• **Text block**
━━━
I don't know how I did it, but I talked mother into going over to Woodson Motors to look at that 1941 Cadillac sixty two four door sedan. My salesman came through like a champ, but did not sell my mother on that car. He sold her on what a fine job she had done raising me. He said her son made good grades in school, went to church, hitchhiked to work every day and really needed a car so he could get home earlier and get more sleep. Mother asked him how much he wanted for the car and he said it had been more, but he wanted me to have it for a hundred and fifty dollars. She grinned and said "I don't think Dick has that kind of money." I clearly recall the look on her face when I took my hundred and fifty out of my pocket and handed it to her. She looked at it and handed it to the salesman. At no time did we ever give any thought to how much trouble we would be in with daddy. We got in the car with the salesman and took a short drive down Saint Charles Rock Road. I shifted into second just like I had practiced and turned around at the first median opening and went back to the lot. We went to A & W and celebrated with a root beer float. I bought...Mother had only limited knowledge of rolling stock but she thought the white cord showing through on all four tires might not be a good thing.
━━━
• **Data provided**
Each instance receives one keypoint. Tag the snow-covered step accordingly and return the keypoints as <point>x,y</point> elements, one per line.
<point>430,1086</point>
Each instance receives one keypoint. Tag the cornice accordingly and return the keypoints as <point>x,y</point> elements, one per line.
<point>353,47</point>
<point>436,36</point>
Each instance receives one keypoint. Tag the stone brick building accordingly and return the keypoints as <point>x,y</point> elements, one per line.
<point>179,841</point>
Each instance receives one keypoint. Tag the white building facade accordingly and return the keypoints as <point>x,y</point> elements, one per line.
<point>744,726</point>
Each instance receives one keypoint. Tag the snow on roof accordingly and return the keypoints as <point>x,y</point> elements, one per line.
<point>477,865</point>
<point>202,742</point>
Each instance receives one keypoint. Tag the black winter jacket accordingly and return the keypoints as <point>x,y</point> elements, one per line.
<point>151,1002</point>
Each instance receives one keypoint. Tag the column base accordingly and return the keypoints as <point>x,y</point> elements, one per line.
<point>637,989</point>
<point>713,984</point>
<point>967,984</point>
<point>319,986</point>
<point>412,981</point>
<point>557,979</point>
━━━
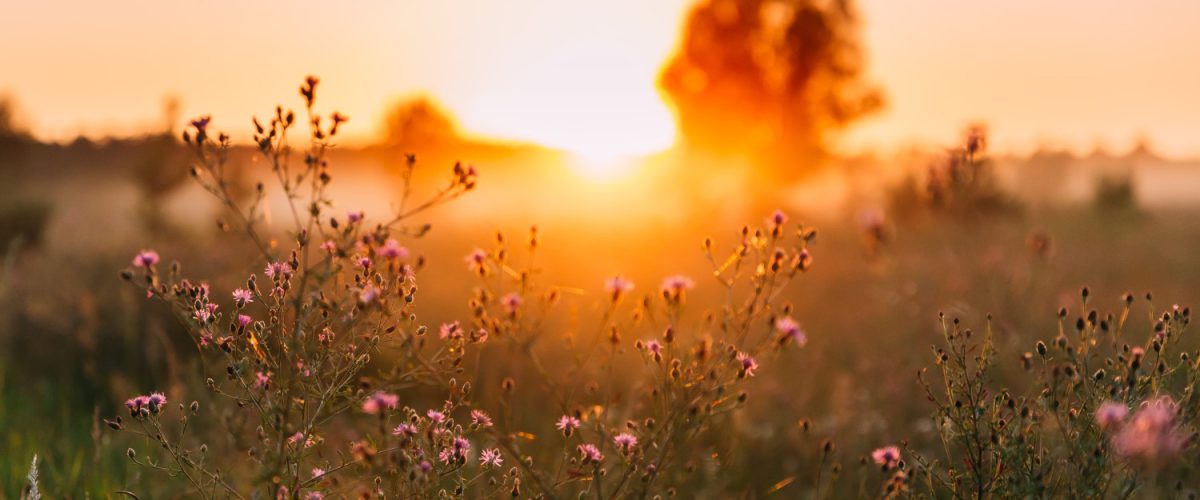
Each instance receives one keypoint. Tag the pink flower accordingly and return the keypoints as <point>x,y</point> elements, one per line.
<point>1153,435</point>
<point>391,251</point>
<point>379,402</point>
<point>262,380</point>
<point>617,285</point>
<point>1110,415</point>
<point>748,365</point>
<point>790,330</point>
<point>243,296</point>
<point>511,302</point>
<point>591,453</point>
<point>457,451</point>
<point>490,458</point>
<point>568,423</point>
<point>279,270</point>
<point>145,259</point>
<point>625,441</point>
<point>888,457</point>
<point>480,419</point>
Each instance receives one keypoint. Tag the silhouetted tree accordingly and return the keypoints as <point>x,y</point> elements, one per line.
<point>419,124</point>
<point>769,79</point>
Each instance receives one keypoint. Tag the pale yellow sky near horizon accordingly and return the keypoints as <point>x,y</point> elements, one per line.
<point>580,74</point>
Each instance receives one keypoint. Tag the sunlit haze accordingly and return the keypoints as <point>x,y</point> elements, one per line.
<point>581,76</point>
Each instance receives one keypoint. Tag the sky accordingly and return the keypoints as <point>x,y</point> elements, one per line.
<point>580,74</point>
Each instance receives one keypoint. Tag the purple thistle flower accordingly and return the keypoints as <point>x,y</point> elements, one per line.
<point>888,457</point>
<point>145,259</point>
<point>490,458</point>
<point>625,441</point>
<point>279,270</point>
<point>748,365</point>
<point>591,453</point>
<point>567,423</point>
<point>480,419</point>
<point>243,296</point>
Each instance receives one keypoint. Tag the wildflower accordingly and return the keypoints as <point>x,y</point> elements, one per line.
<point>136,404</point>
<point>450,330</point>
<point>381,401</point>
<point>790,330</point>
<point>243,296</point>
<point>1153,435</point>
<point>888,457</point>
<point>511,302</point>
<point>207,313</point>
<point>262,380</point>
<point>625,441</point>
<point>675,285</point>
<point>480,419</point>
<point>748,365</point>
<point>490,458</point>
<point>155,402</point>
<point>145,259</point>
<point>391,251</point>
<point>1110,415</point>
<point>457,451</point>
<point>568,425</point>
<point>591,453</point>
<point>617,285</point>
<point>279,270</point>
━━━
• **Task requirements**
1. From the listing, return the lines from the one containing "Each instance receives one keypoint. Tag the stone" through the one containing "<point>744,726</point>", including both.
2. Add the next part of the account of buying the 1941 Cadillac, starting where it stops.
The listing is unrelated to the text.

• **Set of answers**
1.
Each instance receives one keypoint. Tag the stone brick building accordingly and return the keypoints as <point>x,y</point> elements, one per line.
<point>179,841</point>
Each instance receives one keypoint. Tag the white building facade accordingly and return the keypoints as <point>x,y</point> elements, one per line.
<point>744,726</point>

2.
She bought me four used sixteen inch Goodyear Double Eagles and tubes for my birthday, I think from Al's Garage. I went straightway to the Hudson Oil Company Station on Saint Charles Rock Road and filled up with regular at 10.9¢. I know some of you have trouble with that, BUT if you know anyone who was around Saint Louis, Missouri in June of 1954, they will remember that crazy gas war that lasted over a month. On payday, I would fill up with Super Shell ethyl at 19.9¢. Sure ran better on the Super Shell. Only one legal driving day under my belt, I got stopped for speeding on Charlack by "Red" the sergeant on the Overland Police Department. "I'm not going to give you a ticket but you have to hold it down. Brownie told us to watch out for you in that old Cadillac" ...I caddied for our Overland Chief of Police, Browne Hargrove, on the weekends. I was more concerned about my father finding out than anything. Official disci- pline paled into insignificance compared to what my father might do...Red never told my dad who he had coffee with about every night around midnight.

Growing up we were not an affluent family by any means, but we were a three Cadillac family. Daddy worked swing shift in the composing room at the Saint Louis Globe Democrat and got off at 11:00 PM and then put in eight hours at his machine shop, Acme Machined Products in Overland, Missouri. Mother worked in the cafeteria at my school. I worked for Schneithorst Catering service full time as a flight caterer at Saint Louis Municipal Airport and caddied on weekends.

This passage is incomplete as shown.